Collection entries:
BEGIN
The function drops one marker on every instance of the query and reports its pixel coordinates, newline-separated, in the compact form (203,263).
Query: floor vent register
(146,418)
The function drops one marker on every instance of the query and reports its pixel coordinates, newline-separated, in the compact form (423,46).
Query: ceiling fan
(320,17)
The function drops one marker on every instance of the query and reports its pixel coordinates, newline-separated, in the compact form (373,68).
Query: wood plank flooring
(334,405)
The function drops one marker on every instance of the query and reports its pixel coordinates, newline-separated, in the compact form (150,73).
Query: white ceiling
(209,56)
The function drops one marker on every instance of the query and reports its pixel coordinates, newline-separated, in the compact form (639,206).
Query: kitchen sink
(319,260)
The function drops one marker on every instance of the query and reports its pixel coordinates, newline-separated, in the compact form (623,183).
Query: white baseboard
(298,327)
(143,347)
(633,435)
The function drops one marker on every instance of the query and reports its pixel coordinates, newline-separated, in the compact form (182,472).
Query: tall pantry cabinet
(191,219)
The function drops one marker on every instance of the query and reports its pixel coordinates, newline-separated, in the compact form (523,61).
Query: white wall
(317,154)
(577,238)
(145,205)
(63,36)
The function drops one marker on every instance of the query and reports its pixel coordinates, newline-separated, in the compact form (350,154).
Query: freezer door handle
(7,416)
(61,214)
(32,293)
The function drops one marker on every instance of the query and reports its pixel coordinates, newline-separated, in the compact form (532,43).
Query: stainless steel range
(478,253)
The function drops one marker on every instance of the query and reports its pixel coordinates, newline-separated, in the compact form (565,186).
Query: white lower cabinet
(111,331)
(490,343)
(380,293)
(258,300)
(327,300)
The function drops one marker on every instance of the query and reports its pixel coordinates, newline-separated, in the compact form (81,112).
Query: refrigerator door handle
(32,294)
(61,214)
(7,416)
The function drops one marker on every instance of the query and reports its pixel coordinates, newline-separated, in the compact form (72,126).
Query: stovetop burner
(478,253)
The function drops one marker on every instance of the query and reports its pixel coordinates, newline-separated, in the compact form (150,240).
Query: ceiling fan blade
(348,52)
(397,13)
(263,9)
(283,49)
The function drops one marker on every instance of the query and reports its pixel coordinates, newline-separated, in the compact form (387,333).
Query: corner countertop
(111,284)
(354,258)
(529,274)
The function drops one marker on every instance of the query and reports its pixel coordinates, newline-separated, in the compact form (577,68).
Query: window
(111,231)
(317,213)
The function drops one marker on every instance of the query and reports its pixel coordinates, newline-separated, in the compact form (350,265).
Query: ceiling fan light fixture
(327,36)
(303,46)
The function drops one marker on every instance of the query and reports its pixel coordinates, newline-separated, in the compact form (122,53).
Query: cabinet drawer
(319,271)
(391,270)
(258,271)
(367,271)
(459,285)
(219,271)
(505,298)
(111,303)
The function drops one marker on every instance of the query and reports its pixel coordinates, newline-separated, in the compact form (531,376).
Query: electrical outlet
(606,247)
END
The data is to be reproduced in full, every line intact.

The function drops one marker on every instance of the query and reports its pixel coordinates, newline-separated, in the compact form (203,263).
Query: floor vent register
(146,418)
The function drops one marker on every instance of the query and reports its pixel coordinates, newline-separated, in the compact form (423,46).
Query: ceiling fan
(320,17)
The function drops one marker on every instance of the query and reports its pixel coordinates, newline-separated, in the compact form (373,68).
Query: wood plank flooring
(334,405)
The function drops one marker on every instance of the query and reports its pixel coordinates, newline-separated, in the compact form (150,73).
Query: white ceiling
(209,56)
The function drops one marker on every instance of the query and reports its pixel coordinates, newline-separated, in the compact form (639,206).
Query: kitchen sink
(319,260)
The function drops one marker on every instance of the query and reports its pixel coordinates, newline-separated, in the compact form (623,183).
Query: white baseboard
(298,327)
(143,347)
(633,435)
The function drops one marker on every instance of the query and reports its pixel coordinates, newline-separated, in the compact form (182,472).
Query: tall pantry cabinet
(191,219)
The function drops one marker on every instance of the query and reports its pixel coordinates, newline-separated, in the compact form (523,61).
Query: white wall
(317,154)
(577,238)
(145,205)
(63,36)
The function drops one marker on every instance of the query and reports its pixel coordinates, newline-separated, in the compact form (350,154).
Query: freezer door handle
(7,416)
(61,214)
(32,293)
The function drops one marker on every instance of the query and reports its pixel coordinates, newline-separated, in the compact form (532,43).
Query: stainless steel range
(478,253)
The function drops one marker on every instance of the query and reports its pixel coordinates, newline-separated, in the compact form (565,186).
Query: white lower cabinet
(111,331)
(490,343)
(380,293)
(258,300)
(327,300)
The function drops one marker on every instance of the query and reports its pixel coordinates, newline-separated, in the compact form (81,112).
Query: refrigerator door handle
(32,294)
(61,214)
(7,416)
The function drops one marker on every instance of the query and reports its pixel coordinates, newline-separated, in the compact form (72,126).
Query: stovetop burner
(478,253)
The function drops one marker on every instance of the query and reports its pixel coordinates, newline-separated, in the compact form (150,240).
Query: ceiling fan blade
(348,52)
(397,13)
(263,9)
(283,49)
The function drops one marker on every instance of the query and reports its pixel coordinates, newline-separated, in the compact form (387,333).
Query: corner countertop
(111,284)
(354,258)
(529,274)
The function drops one marker on every instance of the query and reports its pixel coordinates, newline-separated, in the compact form (577,68).
Query: window
(111,231)
(317,213)
The function drops one marker on every instance of the query and reports its pixel coordinates, newline-separated, in the compact form (350,265).
Query: ceiling fan light fixture
(327,36)
(303,46)
The function drops one marker on every instance of the query and reports its pixel coordinates, newline-separated, in the compact form (122,53).
Query: cabinet drawer
(319,271)
(391,270)
(258,271)
(367,271)
(459,285)
(219,271)
(505,298)
(111,303)
The function drops one marker on every instance of the query and reports its pixel coordinates, newline-separated, in the compact form (531,376).
Query: electrical outlet
(606,247)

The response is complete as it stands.